= ЗАДАНИЕ =
Напишите продолжение фрагмента о физике и космологии Декарта, начиная сразу после его последнего предложения.

Но даже если признать это объяснение правильным, как же мы сможем стать хозяевами природы, располагая физикой, говорящей о явлениях имеющих место в ином мире, а не в том, в котором мы существуем?

Установив законы движения, Декарт в трактате «Мир» и в «Началах философии» начинает свой космологический роман, объясняя образование Солнца, планет, комет. Наконец, он спускается с неба на Землю и устанавливает, что тонкая материя обладает тремя действиями: светом, теплом и тяготением. Этим он создает основы того представления о флюидах, которое господствовало в физике в течение всего XVIII и частично в XIX веке. Эти удобные флюиды, которые, подобно добрым гномам, готовы к услугам в наиболее трудных случаях и скромно действуют скрытно от наших чувств, не представляют ли они, по крайней мере частично, возврат назад, к оккультизму? По нашему мнению, это так.

= ИСХОДНЫЕ ДАННЫЕ =
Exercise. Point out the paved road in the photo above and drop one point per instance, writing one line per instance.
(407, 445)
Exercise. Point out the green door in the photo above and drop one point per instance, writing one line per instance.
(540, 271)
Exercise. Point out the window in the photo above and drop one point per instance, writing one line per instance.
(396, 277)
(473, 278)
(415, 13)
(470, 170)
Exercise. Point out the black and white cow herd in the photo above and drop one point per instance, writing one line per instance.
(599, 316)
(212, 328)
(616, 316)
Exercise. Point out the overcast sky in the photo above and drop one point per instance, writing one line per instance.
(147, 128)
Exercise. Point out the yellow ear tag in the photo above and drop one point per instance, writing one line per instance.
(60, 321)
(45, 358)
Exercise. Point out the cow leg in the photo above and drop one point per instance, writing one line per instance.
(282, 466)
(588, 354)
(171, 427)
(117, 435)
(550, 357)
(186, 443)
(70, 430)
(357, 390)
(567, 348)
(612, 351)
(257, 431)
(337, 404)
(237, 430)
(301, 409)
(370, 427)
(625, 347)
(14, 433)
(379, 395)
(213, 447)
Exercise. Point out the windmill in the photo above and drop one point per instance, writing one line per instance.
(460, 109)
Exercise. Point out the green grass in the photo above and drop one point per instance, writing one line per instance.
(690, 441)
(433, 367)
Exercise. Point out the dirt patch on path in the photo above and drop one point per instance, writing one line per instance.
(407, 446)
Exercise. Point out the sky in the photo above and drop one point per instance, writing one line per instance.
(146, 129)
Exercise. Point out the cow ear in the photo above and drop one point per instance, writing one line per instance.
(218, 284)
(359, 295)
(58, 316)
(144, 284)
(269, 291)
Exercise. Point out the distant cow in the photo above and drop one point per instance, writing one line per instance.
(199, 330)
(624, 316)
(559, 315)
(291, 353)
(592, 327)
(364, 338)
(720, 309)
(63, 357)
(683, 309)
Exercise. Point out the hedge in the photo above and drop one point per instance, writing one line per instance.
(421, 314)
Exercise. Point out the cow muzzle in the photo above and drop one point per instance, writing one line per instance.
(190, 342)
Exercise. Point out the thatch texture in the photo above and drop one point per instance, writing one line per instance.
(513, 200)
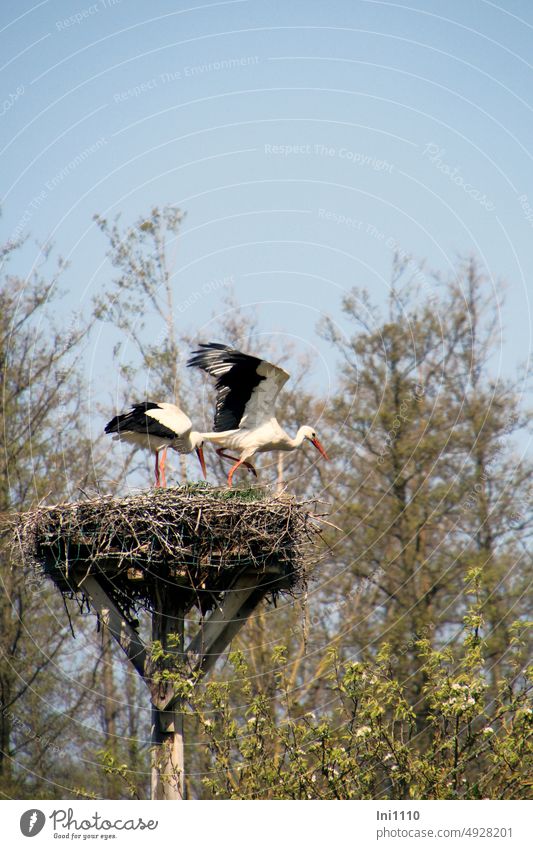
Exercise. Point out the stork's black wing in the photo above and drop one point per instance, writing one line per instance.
(246, 386)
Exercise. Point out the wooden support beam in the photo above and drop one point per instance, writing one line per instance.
(223, 625)
(125, 635)
(168, 760)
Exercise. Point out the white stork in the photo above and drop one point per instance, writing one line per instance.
(247, 388)
(158, 426)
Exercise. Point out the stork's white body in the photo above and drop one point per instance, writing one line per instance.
(247, 389)
(268, 436)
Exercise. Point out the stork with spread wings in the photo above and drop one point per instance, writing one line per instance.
(247, 389)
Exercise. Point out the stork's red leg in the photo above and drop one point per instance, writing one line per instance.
(162, 467)
(222, 453)
(233, 469)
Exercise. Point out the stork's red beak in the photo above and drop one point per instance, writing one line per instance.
(320, 448)
(200, 452)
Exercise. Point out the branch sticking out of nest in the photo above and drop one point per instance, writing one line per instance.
(183, 546)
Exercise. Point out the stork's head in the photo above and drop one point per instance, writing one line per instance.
(310, 434)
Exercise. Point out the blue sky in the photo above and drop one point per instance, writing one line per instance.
(304, 140)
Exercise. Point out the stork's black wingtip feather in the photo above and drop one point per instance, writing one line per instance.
(200, 357)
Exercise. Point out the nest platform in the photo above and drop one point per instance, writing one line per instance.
(184, 546)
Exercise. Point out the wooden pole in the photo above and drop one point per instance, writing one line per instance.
(168, 761)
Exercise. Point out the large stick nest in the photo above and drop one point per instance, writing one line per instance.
(178, 547)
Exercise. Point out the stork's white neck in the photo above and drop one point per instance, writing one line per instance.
(299, 438)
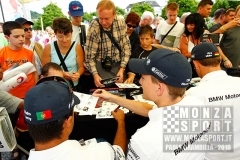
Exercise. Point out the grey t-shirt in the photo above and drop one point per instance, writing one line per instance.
(9, 102)
(230, 45)
(215, 27)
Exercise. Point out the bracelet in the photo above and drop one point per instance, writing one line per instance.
(122, 67)
(222, 29)
(225, 60)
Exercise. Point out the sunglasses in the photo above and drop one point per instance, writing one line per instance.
(26, 29)
(131, 26)
(60, 80)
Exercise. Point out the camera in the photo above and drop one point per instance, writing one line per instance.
(107, 63)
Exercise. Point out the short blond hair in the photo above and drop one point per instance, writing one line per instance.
(173, 6)
(106, 4)
(174, 92)
(237, 9)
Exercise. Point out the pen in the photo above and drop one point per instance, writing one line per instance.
(115, 110)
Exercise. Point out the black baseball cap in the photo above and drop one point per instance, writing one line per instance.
(166, 65)
(23, 21)
(204, 50)
(48, 101)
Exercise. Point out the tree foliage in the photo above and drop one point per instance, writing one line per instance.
(219, 4)
(140, 8)
(34, 15)
(89, 16)
(224, 4)
(184, 6)
(50, 12)
(233, 4)
(120, 11)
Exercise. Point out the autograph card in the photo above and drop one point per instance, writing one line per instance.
(87, 104)
(122, 85)
(105, 110)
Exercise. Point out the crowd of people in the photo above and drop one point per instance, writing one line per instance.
(160, 55)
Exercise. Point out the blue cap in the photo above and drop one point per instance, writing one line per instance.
(170, 67)
(204, 50)
(75, 8)
(48, 101)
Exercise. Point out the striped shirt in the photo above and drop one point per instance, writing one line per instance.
(97, 47)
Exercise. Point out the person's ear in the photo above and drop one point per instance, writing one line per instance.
(160, 89)
(69, 121)
(196, 65)
(7, 37)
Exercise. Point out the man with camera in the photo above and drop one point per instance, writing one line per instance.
(107, 46)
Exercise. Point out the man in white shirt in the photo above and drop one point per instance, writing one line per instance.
(173, 37)
(217, 88)
(165, 77)
(48, 111)
(76, 12)
(30, 44)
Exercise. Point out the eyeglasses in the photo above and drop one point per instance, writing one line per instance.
(131, 26)
(26, 29)
(61, 37)
(58, 79)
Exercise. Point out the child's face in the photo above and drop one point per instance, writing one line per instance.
(1, 74)
(16, 38)
(146, 41)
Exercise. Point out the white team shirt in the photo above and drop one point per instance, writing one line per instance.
(217, 88)
(72, 150)
(177, 31)
(147, 142)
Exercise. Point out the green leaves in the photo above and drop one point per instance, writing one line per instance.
(140, 8)
(50, 12)
(184, 6)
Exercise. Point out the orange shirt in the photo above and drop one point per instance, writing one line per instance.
(8, 58)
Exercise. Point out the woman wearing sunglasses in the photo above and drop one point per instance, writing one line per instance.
(64, 52)
(132, 21)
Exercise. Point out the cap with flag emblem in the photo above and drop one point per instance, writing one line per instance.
(75, 8)
(48, 101)
(204, 50)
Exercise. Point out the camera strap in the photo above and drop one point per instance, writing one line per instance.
(82, 36)
(109, 36)
(113, 40)
(168, 32)
(63, 59)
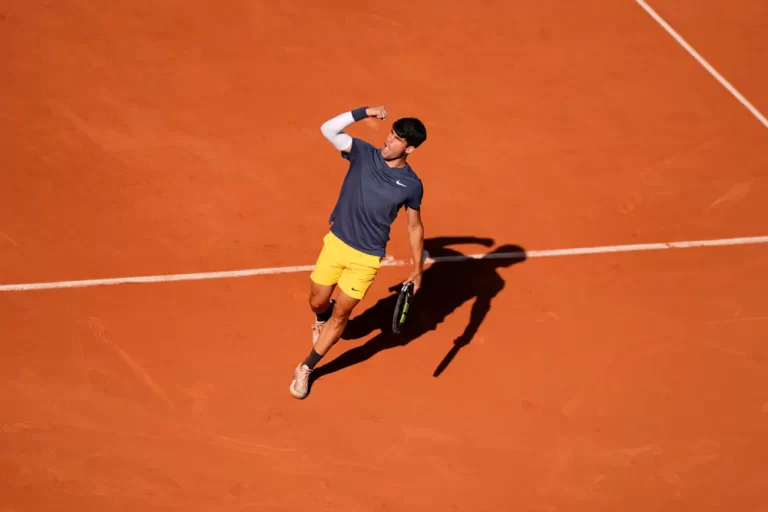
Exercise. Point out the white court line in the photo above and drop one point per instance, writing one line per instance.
(397, 263)
(703, 62)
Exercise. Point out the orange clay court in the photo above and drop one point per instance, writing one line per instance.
(164, 138)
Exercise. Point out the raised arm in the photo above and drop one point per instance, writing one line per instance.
(333, 129)
(416, 240)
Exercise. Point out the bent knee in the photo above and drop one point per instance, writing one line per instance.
(340, 316)
(318, 303)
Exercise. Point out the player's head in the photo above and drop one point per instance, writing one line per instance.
(407, 134)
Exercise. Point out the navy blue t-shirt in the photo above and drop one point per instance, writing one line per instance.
(370, 198)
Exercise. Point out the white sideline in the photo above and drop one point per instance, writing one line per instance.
(309, 268)
(703, 62)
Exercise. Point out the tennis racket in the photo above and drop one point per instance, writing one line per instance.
(401, 308)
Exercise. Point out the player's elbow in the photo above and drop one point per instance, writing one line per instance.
(416, 228)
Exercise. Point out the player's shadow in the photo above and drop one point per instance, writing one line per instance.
(446, 285)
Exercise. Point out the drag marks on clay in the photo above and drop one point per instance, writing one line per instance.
(99, 331)
(736, 193)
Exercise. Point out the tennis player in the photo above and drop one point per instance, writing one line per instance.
(378, 183)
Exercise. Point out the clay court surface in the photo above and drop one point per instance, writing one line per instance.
(156, 138)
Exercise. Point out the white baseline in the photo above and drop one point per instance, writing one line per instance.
(308, 268)
(703, 62)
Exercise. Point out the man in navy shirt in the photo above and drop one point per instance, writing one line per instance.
(378, 183)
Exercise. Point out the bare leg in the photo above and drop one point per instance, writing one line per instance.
(320, 297)
(329, 335)
(335, 326)
(320, 302)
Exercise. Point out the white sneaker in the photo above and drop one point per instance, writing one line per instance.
(300, 385)
(317, 327)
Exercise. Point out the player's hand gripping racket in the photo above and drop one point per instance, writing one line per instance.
(401, 308)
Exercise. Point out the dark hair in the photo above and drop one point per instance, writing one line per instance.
(410, 129)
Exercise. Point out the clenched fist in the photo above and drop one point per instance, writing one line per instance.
(379, 112)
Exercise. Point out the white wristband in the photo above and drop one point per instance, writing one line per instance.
(333, 130)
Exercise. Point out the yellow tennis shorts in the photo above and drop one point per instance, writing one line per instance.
(352, 270)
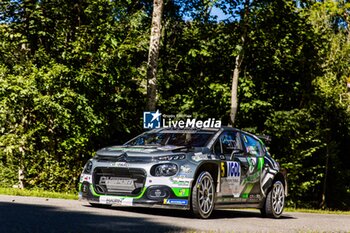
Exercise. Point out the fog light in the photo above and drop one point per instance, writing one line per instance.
(165, 169)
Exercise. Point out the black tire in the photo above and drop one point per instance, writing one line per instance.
(203, 195)
(275, 201)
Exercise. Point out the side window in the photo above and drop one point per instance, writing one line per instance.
(252, 146)
(226, 143)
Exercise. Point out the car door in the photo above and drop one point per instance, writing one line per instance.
(226, 146)
(253, 160)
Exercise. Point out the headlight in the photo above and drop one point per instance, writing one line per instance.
(165, 169)
(88, 167)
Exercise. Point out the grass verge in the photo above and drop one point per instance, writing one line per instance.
(315, 211)
(37, 193)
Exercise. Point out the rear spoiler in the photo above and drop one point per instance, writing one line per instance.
(265, 138)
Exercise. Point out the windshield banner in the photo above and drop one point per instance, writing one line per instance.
(154, 120)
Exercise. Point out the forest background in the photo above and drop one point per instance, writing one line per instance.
(73, 78)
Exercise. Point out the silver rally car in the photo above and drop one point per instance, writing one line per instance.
(198, 170)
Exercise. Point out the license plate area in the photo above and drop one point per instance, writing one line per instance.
(118, 181)
(117, 184)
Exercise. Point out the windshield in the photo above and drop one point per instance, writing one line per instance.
(175, 138)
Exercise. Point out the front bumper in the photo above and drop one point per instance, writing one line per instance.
(161, 196)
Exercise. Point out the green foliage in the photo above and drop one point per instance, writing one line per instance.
(73, 79)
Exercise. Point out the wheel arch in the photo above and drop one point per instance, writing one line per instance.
(211, 167)
(282, 176)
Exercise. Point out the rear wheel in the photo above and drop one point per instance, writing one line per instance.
(203, 195)
(274, 202)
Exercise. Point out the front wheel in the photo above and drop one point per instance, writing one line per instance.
(203, 195)
(274, 202)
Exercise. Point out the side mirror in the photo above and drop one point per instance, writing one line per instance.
(236, 152)
(206, 150)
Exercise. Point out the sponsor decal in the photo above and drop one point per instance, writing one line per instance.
(120, 164)
(181, 181)
(116, 200)
(231, 178)
(175, 202)
(153, 120)
(84, 177)
(199, 156)
(185, 169)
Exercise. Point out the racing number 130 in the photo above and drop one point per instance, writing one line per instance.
(223, 169)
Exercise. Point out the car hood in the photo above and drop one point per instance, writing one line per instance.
(135, 151)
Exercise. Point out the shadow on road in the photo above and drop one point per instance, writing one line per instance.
(22, 218)
(217, 214)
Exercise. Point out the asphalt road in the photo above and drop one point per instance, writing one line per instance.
(30, 214)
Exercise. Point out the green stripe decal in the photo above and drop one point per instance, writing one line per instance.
(98, 195)
(247, 190)
(260, 163)
(181, 192)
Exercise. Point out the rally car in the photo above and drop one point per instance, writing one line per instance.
(192, 169)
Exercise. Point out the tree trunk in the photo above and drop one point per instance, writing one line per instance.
(153, 54)
(238, 63)
(234, 88)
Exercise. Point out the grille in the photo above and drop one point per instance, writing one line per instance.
(119, 181)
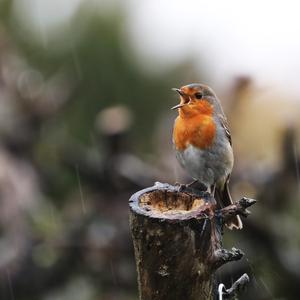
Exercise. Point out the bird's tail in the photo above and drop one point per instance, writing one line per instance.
(223, 198)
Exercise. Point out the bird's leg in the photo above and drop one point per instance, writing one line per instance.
(213, 189)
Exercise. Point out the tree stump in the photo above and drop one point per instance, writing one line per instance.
(177, 237)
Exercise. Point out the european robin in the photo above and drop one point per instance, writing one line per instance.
(202, 142)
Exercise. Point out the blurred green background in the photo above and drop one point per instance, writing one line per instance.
(85, 122)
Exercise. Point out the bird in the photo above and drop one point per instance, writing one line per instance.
(203, 144)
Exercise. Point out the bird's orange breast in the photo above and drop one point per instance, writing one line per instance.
(199, 131)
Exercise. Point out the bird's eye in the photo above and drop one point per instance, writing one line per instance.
(198, 95)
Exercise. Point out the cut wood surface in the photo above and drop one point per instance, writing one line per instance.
(177, 235)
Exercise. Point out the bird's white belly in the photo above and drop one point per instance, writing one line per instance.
(210, 165)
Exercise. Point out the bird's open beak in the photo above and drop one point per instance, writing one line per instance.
(178, 105)
(182, 94)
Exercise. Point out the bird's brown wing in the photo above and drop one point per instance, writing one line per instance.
(224, 124)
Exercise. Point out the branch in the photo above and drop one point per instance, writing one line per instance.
(223, 256)
(238, 208)
(237, 286)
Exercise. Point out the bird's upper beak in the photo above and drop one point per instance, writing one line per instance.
(182, 94)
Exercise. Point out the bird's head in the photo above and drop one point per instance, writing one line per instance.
(195, 99)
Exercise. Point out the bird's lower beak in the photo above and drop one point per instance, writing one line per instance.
(179, 91)
(178, 105)
(183, 96)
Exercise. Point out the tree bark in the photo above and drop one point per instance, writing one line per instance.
(177, 236)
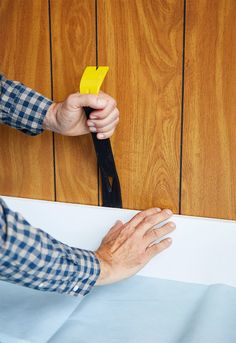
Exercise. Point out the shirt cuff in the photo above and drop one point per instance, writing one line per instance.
(22, 107)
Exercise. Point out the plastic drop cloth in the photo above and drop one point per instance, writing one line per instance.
(137, 310)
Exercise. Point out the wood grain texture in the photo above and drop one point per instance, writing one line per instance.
(209, 164)
(74, 47)
(141, 41)
(26, 168)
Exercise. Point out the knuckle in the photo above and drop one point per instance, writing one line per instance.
(156, 233)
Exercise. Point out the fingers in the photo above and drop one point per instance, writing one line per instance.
(155, 249)
(78, 100)
(154, 234)
(102, 123)
(104, 126)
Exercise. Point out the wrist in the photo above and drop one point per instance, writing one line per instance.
(103, 278)
(50, 122)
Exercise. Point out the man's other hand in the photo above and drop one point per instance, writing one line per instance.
(68, 117)
(128, 247)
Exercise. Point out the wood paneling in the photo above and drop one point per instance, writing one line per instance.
(141, 41)
(26, 168)
(74, 47)
(209, 163)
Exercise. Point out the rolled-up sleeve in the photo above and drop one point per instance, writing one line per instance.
(21, 107)
(32, 258)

= ОТВЕТ =
Но всегда нужно помнить, что представление о флюидах оказало физике также громадные услуги, особенно в оптике и теории электричества. При этом мы имеем в виду научную концепцию, временное модельное представление, инструмент механистической философии, но не конкретные флюиды, введенные Декартом, как, например, его магнитный флюид, состоящий из двух типов частиц спиральной формы с тремя витками, навитыми в противоположные стороны. С его помощью Декарт дал ответ на 34 вопроса, которые можно, по его мнению, задать по магнетизму. Этот магнитный флюид и эта вызывающая восхищение цепь рассуждений на протяжении всех «Начал» свидетельствуют об искусстве Декарта в построении гипотетических дедуктивных систем, но ни на йоту не обогащают наших знаний о магнитных явлениях.

Совсем иную роль сыграло декартово понятие тяжести. Каждое тело находится, по Декарту, в вихре, будучи окруженным в свою очередь другими вихрями, которые прижимают его к центру. Это стремление к центру и составляет вес тела, т. е. тяжесть. Если бы Галилей это знал, сказал Декарт в известном письме к Мерсенну, ему не нужно было бы строить безосновательную теорию падения тел в пустоте.

Письмо Декарта, которое мы уже упоминали выше, представляет собой резкую критику «Беседы, касающейся двух новых отраслей науки» Галилея и интересно с точки зрения различия мышления обоих ученых: для Декарта физика должна искать ответ на вопрос, почему происходят явления, по Галилею - исследовать, как они происходят; поиски причины - цель Декарта, описание явлений - цель Галилея. В вопросе падения тяжелых тел Декарт не соглашался с законами Галилея и не понимал их, в частности, потому, что его кинематике было чуждо понятие ускорения.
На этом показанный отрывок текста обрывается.